▶ **Texto em estudo**
================

O discurso “Feliciano não me representa” tem sido o brasão das redes sociais há um bom
tempo. Vejo várias postagens das mais criativas formas, vejo artistas
mobilizados para protestar contra o mesmo, vejo uma infinidade de
compartilhamentos de tudo que aparece a esse respeito, mas isso tudo me entristece.
Não que eu concorde em alguma coisa com as atitudes
repugnantes e discriminatórias de quem deveria defender os direitos humanos,
muito pelo contrário, tenho total repulsa a esse senhor. O que me deixa triste
é ver o quão inacreditavelmente as pessoas são manipuladas.
Digo isso pelo seguinte: no exato momento que a notícia de
que Feliciano renunciaria se os petistas condenados saíssem também, vi os
comentários de muitas pessoas na minha timeline simplesmente desaparecerem.
Agora, como posso eu criticar um dito criminoso e defender outros? Não estaria
eu, seguindo essa linha de raciocínio, sendo hipócrita?
Não quero que isso fique registrado como um posicionamento
partidário, porque não é. Mas me chamou muito atenção por ver pessoas que se
dizem “ativistas” simplesmente calarem os dedos.
Enquanto posta-se vídeos de pregações falando que John
Lennon foi assassinado pela vontade de Deus (o que me deixa profundamente e
particularmente indignada) ou que Caetano fez pacto com o Diabo para fazer sucesso...enquanto
se compartilham centenas de montagens criticando o valor do tomate, deixa-se de
prestar atenção na questão da PEC 37, que caso seja aprovada, acarretará em um
retrocesso “nunca visto antes na história desse país” – com o perdão do
trocadinho. Em resumo, ela transfere um poder de investigação que hoje é do
Ministério Público no que diz respeito aos nossos queridos políticos, entregando-o de bandeja para a força policial, olha que lindo. Se, e apenas SE as
corporações fossem confiáveis, as pessoas não se corrompessem com tanta
facilidade e as mazelas políticas não falassem mais alto que qualquer outra
coisa no Brasil il il, isso TALVEZ desse certo, mas qualquer pessoa – por mais
alienada que seja – consegue vislumbrar a catástrofe que isso representa.

================

▶ **Material fornecido**
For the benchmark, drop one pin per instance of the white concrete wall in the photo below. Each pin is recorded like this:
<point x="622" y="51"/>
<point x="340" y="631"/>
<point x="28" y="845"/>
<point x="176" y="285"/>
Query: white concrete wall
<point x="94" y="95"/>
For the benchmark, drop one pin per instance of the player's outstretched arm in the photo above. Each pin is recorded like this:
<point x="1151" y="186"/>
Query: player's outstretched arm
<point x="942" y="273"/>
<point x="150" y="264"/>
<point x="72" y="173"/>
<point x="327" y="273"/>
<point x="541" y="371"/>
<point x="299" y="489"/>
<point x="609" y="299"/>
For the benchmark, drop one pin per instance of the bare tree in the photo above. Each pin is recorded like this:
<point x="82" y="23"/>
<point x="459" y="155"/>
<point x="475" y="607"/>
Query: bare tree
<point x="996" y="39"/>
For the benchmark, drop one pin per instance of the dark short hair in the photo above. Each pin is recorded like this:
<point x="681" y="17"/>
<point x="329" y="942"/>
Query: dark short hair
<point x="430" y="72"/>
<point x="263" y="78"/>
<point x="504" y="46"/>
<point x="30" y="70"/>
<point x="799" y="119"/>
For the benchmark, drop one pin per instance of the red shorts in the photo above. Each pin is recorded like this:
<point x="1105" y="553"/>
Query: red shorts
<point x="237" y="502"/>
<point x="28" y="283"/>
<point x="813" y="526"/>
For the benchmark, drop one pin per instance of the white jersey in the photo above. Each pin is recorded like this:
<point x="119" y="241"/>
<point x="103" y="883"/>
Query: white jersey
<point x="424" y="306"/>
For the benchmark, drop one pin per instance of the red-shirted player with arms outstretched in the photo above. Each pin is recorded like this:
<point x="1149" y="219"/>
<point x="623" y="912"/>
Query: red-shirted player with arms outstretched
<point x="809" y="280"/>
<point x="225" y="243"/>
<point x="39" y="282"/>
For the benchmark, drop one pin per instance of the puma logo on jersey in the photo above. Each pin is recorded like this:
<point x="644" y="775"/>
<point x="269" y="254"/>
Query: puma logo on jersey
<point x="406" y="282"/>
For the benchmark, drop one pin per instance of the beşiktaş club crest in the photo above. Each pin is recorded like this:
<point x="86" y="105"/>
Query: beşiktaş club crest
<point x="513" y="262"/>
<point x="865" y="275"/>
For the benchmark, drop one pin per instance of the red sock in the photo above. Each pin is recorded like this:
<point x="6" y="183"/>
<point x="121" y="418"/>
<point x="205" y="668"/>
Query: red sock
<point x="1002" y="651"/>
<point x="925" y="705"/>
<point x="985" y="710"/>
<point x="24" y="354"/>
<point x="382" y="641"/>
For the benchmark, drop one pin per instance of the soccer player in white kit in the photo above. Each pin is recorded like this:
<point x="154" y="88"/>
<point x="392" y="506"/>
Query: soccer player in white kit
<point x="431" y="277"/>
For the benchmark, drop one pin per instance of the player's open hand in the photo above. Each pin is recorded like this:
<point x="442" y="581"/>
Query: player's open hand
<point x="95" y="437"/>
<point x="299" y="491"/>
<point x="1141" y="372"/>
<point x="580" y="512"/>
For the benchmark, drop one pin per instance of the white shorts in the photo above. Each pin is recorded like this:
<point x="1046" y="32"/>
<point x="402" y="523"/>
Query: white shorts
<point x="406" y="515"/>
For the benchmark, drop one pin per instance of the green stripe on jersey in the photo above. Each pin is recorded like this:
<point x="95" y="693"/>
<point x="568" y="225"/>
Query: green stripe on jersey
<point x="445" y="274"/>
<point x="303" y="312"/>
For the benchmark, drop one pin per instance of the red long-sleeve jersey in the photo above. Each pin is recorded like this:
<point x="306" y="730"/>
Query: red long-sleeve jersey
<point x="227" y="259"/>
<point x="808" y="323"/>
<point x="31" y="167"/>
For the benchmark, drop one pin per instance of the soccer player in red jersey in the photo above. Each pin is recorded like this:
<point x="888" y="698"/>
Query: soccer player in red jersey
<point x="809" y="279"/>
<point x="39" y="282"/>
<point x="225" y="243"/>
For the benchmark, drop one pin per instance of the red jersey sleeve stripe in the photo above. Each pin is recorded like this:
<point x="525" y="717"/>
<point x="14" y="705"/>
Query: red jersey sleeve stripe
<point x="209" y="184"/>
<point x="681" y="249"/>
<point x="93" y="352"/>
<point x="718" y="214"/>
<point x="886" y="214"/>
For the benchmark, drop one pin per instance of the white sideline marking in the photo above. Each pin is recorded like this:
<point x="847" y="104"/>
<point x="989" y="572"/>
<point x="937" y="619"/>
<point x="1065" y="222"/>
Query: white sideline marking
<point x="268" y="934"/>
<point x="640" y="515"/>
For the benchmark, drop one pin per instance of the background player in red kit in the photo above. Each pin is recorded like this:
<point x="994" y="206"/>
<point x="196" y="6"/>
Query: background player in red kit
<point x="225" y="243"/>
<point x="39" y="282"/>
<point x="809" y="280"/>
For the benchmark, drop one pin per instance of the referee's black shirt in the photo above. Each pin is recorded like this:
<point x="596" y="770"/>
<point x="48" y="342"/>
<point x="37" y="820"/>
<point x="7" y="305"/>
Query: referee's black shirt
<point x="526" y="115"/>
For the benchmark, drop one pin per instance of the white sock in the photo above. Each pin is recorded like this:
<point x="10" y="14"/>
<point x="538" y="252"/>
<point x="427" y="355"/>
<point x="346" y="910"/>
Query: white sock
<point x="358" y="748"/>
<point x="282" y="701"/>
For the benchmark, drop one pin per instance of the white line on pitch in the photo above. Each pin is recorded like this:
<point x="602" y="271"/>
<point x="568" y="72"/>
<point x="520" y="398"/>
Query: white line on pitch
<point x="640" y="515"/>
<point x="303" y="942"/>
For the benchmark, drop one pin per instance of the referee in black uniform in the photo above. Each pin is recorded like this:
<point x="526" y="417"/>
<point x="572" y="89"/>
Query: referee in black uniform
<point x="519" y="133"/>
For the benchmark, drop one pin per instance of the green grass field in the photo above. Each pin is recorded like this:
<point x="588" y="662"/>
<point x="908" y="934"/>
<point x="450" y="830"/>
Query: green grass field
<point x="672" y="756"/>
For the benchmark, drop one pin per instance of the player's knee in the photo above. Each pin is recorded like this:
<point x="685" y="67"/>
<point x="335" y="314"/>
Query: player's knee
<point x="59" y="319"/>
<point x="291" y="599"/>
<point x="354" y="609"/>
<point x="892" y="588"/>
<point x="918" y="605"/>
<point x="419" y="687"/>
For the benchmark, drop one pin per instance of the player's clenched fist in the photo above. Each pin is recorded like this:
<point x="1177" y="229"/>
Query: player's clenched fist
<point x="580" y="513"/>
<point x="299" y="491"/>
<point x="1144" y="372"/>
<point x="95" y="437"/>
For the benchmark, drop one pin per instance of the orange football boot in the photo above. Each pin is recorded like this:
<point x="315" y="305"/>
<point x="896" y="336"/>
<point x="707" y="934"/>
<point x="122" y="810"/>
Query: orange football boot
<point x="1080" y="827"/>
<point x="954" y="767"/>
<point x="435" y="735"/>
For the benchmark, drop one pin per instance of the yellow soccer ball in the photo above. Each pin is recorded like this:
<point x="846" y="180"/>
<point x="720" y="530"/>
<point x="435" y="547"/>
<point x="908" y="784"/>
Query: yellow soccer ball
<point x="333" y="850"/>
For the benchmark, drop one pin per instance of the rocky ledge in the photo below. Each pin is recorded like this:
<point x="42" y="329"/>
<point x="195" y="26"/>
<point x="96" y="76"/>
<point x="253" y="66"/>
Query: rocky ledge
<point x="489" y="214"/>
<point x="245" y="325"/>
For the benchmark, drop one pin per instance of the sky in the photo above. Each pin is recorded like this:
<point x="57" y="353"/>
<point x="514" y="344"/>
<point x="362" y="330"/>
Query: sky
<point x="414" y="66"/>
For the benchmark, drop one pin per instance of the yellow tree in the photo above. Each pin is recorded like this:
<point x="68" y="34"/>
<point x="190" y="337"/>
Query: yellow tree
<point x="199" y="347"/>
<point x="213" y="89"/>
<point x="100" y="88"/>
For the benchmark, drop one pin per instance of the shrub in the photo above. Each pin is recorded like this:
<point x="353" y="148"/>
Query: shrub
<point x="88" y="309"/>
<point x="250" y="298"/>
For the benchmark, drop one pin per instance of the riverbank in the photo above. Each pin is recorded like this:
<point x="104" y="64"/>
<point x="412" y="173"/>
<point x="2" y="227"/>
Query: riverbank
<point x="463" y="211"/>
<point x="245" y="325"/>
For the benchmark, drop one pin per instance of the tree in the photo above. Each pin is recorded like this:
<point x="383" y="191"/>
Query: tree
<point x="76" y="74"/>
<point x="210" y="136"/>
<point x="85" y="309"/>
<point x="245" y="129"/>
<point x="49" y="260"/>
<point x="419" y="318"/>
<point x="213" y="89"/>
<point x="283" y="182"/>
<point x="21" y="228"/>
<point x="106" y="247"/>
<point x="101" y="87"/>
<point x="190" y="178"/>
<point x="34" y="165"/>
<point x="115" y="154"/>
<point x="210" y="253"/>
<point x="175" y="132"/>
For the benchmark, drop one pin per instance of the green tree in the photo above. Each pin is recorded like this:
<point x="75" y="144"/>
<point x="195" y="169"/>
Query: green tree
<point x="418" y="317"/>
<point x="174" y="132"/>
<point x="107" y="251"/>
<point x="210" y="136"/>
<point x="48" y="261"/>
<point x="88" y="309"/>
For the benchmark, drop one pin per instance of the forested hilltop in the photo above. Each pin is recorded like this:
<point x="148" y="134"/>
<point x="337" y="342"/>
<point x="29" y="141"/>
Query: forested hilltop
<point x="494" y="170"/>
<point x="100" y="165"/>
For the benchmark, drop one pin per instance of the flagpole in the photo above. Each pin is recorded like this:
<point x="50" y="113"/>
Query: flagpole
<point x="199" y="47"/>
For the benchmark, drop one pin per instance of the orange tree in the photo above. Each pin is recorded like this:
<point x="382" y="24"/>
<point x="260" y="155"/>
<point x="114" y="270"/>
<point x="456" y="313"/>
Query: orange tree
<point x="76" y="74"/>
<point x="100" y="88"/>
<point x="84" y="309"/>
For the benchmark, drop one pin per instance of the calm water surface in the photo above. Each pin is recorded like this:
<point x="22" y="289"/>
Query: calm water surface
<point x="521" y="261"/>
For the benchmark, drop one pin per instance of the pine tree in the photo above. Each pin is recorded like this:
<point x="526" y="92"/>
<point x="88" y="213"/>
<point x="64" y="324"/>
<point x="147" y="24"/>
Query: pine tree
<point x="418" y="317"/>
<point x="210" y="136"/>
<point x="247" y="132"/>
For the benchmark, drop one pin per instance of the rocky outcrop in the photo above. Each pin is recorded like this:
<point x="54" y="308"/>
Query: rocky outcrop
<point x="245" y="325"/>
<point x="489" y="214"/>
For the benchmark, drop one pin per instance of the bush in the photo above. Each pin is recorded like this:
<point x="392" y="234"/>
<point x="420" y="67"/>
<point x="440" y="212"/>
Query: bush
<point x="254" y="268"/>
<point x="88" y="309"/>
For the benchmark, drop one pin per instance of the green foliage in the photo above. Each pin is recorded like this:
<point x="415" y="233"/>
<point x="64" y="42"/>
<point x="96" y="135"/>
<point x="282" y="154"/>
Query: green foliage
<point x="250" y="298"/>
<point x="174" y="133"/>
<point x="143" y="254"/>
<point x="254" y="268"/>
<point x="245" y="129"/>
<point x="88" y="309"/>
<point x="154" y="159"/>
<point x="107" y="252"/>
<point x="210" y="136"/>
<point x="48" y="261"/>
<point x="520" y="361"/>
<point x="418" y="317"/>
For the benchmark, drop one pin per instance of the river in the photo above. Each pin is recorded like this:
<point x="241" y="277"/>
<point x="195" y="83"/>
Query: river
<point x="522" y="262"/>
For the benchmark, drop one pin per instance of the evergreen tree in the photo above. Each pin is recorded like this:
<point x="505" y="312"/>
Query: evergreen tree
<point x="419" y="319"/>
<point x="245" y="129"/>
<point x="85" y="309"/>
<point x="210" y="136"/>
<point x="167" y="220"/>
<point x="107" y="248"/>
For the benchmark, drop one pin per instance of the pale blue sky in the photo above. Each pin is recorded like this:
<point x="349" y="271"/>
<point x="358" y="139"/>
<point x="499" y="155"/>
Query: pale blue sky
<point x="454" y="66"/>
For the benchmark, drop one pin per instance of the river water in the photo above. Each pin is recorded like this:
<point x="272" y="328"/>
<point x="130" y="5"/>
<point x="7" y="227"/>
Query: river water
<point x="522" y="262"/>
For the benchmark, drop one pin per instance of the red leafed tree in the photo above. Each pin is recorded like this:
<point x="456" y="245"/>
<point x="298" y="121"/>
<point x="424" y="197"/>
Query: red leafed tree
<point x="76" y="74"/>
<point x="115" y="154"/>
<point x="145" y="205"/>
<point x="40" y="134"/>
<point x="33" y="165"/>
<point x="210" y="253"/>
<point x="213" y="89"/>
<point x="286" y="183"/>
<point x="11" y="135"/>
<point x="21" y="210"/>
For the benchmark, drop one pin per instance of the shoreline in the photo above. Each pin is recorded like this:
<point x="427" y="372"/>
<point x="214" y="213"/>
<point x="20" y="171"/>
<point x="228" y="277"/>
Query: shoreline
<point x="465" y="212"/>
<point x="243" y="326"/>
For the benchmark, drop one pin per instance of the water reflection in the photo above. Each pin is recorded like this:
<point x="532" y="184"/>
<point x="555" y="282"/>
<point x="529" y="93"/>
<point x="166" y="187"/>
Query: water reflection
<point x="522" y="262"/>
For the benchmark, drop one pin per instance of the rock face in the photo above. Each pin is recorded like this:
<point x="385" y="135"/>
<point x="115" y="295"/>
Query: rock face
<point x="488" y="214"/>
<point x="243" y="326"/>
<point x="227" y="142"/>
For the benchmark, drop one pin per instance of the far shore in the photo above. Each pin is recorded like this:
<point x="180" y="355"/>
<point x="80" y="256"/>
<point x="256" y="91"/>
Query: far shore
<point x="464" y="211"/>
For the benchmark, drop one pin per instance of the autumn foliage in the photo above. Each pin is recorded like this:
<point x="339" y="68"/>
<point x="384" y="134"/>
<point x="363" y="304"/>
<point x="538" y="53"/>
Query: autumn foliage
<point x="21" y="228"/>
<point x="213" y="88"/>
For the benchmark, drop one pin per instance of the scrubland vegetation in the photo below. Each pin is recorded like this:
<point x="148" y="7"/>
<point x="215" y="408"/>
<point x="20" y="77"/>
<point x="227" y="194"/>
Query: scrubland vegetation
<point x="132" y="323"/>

================

▶ **Tarefa A**
No texto sobre Feliciano e a PEC 37, a quem a PEC 37 entrega o poder de investigação que hoje pertence ao Ministério Público?
▶ **Tarefa B**
Verta para o inglês esta frase do texto sobre Feliciano e a PEC 37: "O que me deixa triste é ver o quão inacreditavelmente as pessoas são manipuladas."
▶ **Tarefa C**
Retome o texto sobre Feliciano e a PEC 37 logo após a última frase e dê continuidade a ele.
Os registros não têm nenhum papel nesta atividade.

▶ **Resposta escrita A**
À força policial.

▶ **Resposta escrita B**
What makes me sad is seeing how unbelievably people are manipulated.

▶ **Resposta escrita C**
Se hoje a impunidade já toma café na cozinha de Brasília (e
de todo o resto do país), com a aprovação da PEC 37 ela entrará, deixará o
sapato atirado na sala, colocará o pé em cima da mesinha e pedirá pro povo
(sim, eu e você) servir um cafezinho.
Não quero, com isso, dizer que as manifestações não são
válidas, muito pelo contrário, é esse o caminho. Mas é preciso que pare de se comprar
o que a mídia vende e se preste atenção no que realmente acontece.
O que parece na repercussão e mobilização com a questão
do Feliciano é, metaforicamente falando, aquela brincadeira de “olha lá um
avião...hahaha...peguei seu lanche”. Precisamos evitar que nossos olhares sejam
desviados do que realmente interessa.
Vamos reclamar sim que haja uma pessoa descente defendendo
os direitos humanos, assim como reivindiquemos que um médico seja ministro da
saúde, um professor ministro da educação, um administrador/gestor seja ministro
do esporte, o ficha limpa seja definitivamente aplicado e não tenhamos
mensaleiros (de partido nenhum) nos representando, partidos (inclusive o
partido da presidência) não declarem em manifestos pela internet apoio a
situações delicadíssimas de hostilidade entre outros países (e que quando o fizerem, assumam), dinheiro da união
não vá para o exterior em forma de empréstimo para quem quer que seja e nem auxilie bilionários enquanto
o povo é assolado por falta de estrutura na saúde/educação/segurança/saneamento
básico/mobilidade urbana, etc., o tomate não seja o foco e sim a inflação
descontrolada, Malafaia não ganhe prêmios, vagas em escolas e hospitais sejam
mais importantes que vagas em estádios para Copa do Mundo e pessoas com
formação superior sejam regra (e não exceção) – pois é só em um universo de
profissionais educados e capacitados que o Brasil pode sonhar em ser diferente.
Tenho certeza que, em algum lugar, já postei a música Perfeição (Legião Urbana) devido ao seu conteúdo político, analítico e realista, mas deixo-a aqui novamente para lembrarmos que a mesma foi composta há duas décadas e ainda é atual, infelizmente.
Vamos reivindicar, reclamar, gritar – por que não? – pelo todo.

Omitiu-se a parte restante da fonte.